**What is required:** Render the records below as a two-column CSV with the header command,polygon and one row per record: command holds the record's text and polygon holds its answer, each in a single quoted field with line breaks replaced by spaces. Leave the pictures out of the CSV.

**Data for this task:**

## start

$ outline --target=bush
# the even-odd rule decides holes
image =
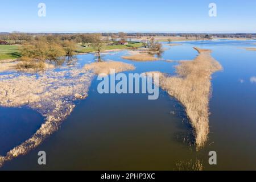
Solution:
[[[22,62],[16,65],[16,69],[43,69],[46,68],[46,64],[42,62]]]

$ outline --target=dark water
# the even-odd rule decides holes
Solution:
[[[173,170],[179,161],[199,159],[205,170],[256,169],[256,51],[250,41],[191,42],[168,47],[164,59],[191,60],[196,46],[213,50],[224,67],[213,76],[207,146],[196,151],[192,129],[184,108],[160,90],[159,98],[145,94],[103,94],[94,80],[89,96],[76,107],[61,127],[40,147],[10,162],[1,169]],[[121,57],[126,51],[105,55],[105,60],[132,63],[130,72],[159,71],[173,73],[175,63],[134,62]],[[92,55],[80,55],[78,67],[93,61]],[[43,119],[27,109],[0,109],[0,154],[20,143],[40,127]],[[3,126],[3,128],[2,127]],[[39,166],[37,154],[47,153],[47,165]],[[208,164],[216,151],[217,165]]]

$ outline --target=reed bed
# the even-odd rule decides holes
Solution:
[[[185,107],[194,129],[197,149],[199,150],[205,144],[209,133],[211,75],[221,70],[222,67],[211,56],[210,50],[195,49],[199,55],[192,61],[181,61],[176,67],[176,76],[158,73],[160,86]]]

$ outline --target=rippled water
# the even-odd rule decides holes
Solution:
[[[61,128],[28,155],[5,164],[1,169],[172,170],[179,160],[199,159],[204,169],[256,169],[256,51],[253,41],[199,41],[165,46],[163,59],[192,60],[193,47],[213,50],[224,71],[213,76],[210,101],[210,134],[207,146],[196,151],[192,129],[183,107],[160,90],[159,98],[145,94],[99,94],[94,79],[84,100]],[[142,73],[174,73],[177,63],[135,62],[121,58],[127,51],[105,54],[104,59],[134,64]],[[93,55],[77,56],[69,65],[78,68],[94,61]],[[56,71],[69,69],[61,66]],[[2,73],[3,74],[3,73]],[[0,155],[29,138],[43,118],[28,108],[0,108]],[[37,153],[47,153],[47,166],[37,164]],[[208,163],[210,151],[218,164]]]

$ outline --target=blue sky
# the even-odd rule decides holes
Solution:
[[[0,32],[256,32],[255,0],[0,0]]]

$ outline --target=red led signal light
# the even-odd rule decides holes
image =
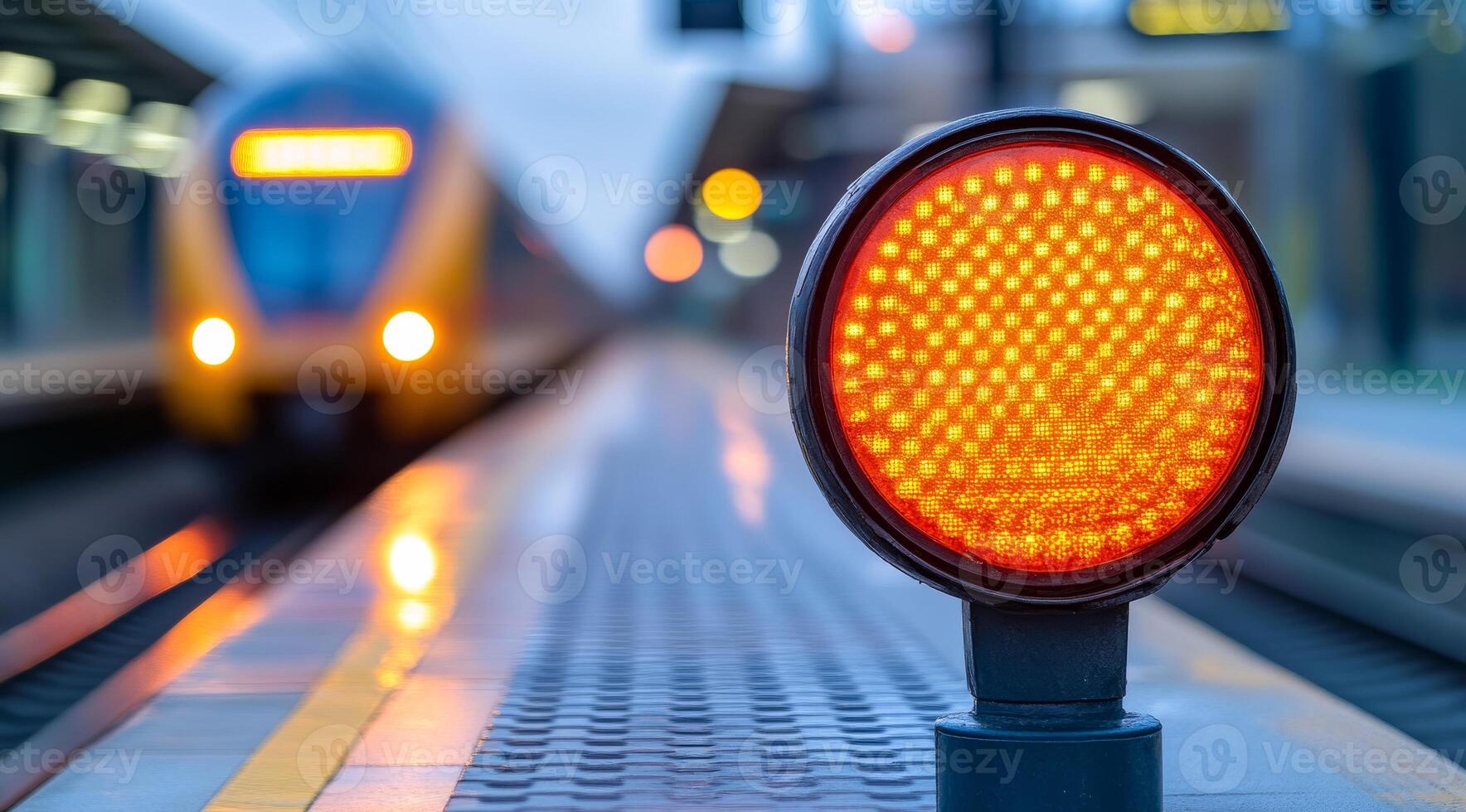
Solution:
[[[957,122],[850,189],[790,312],[831,506],[965,599],[1117,602],[1230,532],[1292,419],[1272,265],[1223,188],[1116,122]]]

## end

**Correct answer:**
command,polygon
"$ outline --target=bush # the even-odd rule decides holes image = Solution:","[[[22,62],[16,65],[16,69],[43,69],[46,68],[46,64],[42,62]]]"
"$ outline --target=dark water # the even-odd rule decides holes Solution:","[[[173,170],[179,161],[199,159],[205,170],[256,169],[256,51],[250,41],[191,42],[168,47],[164,59],[191,60],[196,46],[213,50],[224,67],[213,76],[207,146],[196,151],[192,129],[184,108],[160,90],[159,98],[145,94],[103,94],[94,80],[89,96],[76,107],[61,127],[40,147],[10,162],[1,169]],[[121,57],[126,51],[105,55],[105,60],[132,63],[130,72],[159,71],[173,73],[175,63],[134,62]],[[92,55],[80,55],[78,67],[93,61]],[[43,119],[27,109],[0,109],[0,154],[20,143],[40,127]],[[3,126],[3,128],[2,127]],[[39,166],[37,154],[47,153],[47,165]],[[208,164],[216,151],[217,165]]]"
"$ outline --target=reed bed # the even-odd rule decides holes Solution:","[[[185,107],[194,129],[197,149],[199,150],[205,144],[209,133],[211,75],[221,70],[222,67],[211,56],[210,50],[195,49],[199,55],[192,61],[181,61],[176,67],[176,76],[158,73],[160,86]]]"
"$ outline --target=rippled water # the even-odd rule decides holes Solution:","[[[61,128],[28,155],[5,164],[1,169],[172,170],[179,160],[199,159],[204,169],[256,169],[256,51],[253,41],[199,41],[165,46],[163,59],[192,60],[193,47],[213,50],[224,71],[213,76],[210,101],[210,134],[207,146],[196,151],[192,129],[183,107],[160,90],[159,98],[145,94],[99,94],[94,79],[84,100]],[[142,73],[174,73],[177,63],[135,62],[121,58],[127,51],[105,54],[104,59],[134,64]],[[93,55],[77,56],[69,65],[78,68],[94,61]],[[56,71],[69,69],[61,66]],[[2,73],[3,74],[3,73]],[[0,155],[29,138],[43,118],[28,108],[0,108]],[[37,153],[47,153],[47,166],[37,164]],[[208,163],[210,151],[218,164]]]"
"$ outline --target=blue sky # the even-odd rule decides holes Solution:","[[[0,32],[256,32],[255,0],[0,0]]]"
"$ outline --target=red led signal light # the even-odd rule decides holes image = Solution:","[[[957,122],[850,189],[790,312],[831,506],[965,599],[1117,602],[1230,532],[1292,419],[1272,265],[1223,188],[1116,122]]]"